TUGAS YANG DIKERJAKAN:
a) Menurut kutipan tentang konflik kepentingan ASN, undang-undang apa yang mengakui ASN sebagai sebuah profesi?
b) Tuliskan secara persis bagian kutipan tentang konflik kepentingan ASN yang diawali dengan kata-kata "Konflik Kepentingan Penyakit" dan diakhiri dengan "(conflict of interest).".

KUTIPAN:
□ □ □ □
Konflik Kepentingan Penyakit Akut
Sejak disahkannya UU No. 5 Tahun 2014 tentang Aparatur Sipil Negara (ASN), ASN diakui sebagai sebuah profesi. Implikasi dari pengakuan tersebut adalah ASN kini wajib menginkorporasikan prinsip-prinsip keprofesian di dalam diri dan pekerjaannya. Sistem keprofesian selalu menyertakan kode etik (Dahl, 2015: 1), yang secara universal memuat keutamaan-keutamaan universal seperti integritas, jujur, amanah, dan bertanggung jawab. Dalam rangka menjaga agar keutamaan tersebut tetap terpelihara, ASN wajib menghindari situasi dan kondisi di mana prinsip-prinsip profesionalitasnya tergadaikan. Salah satu ancaman yang paling nyata dan terang adalah konflik kepentingan (conflict of interest).
□ □ □ □
MATERI TERKUMPUL:

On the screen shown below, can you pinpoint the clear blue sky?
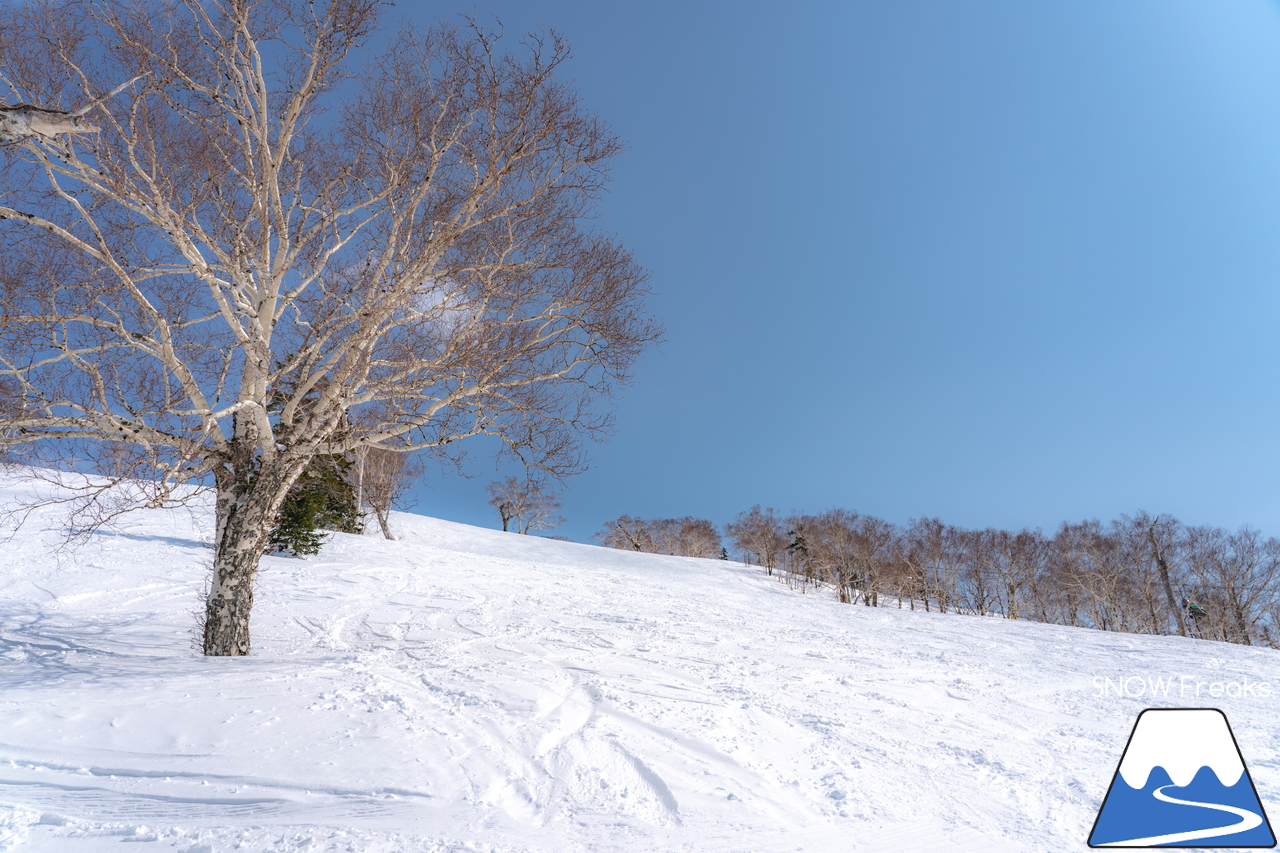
□ □ □ □
JAWABAN BERURUTAN:
a) UU No. 5 Tahun 2014 tentang Aparatur Sipil Negara (ASN).

b)
Konflik Kepentingan Penyakit Akut
Sejak disahkannya UU No. 5 Tahun 2014 tentang Aparatur Sipil Negara (ASN), ASN diakui sebagai sebuah profesi. Implikasi dari pengakuan tersebut adalah ASN kini wajib menginkorporasikan prinsip-prinsip keprofesian di dalam diri dan pekerjaannya. Sistem keprofesian selalu menyertakan kode etik (Dahl, 2015: 1), yang secara universal memuat keutamaan-keutamaan universal seperti integritas, jujur, amanah, dan bertanggung jawab. Dalam rangka menjaga agar keutamaan tersebut tetap terpelihara, ASN wajib menghindari situasi dan kondisi di mana prinsip-prinsip profesionalitasnya tergadaikan. Salah satu ancaman yang paling nyata dan terang adalah konflik kepentingan (conflict of interest).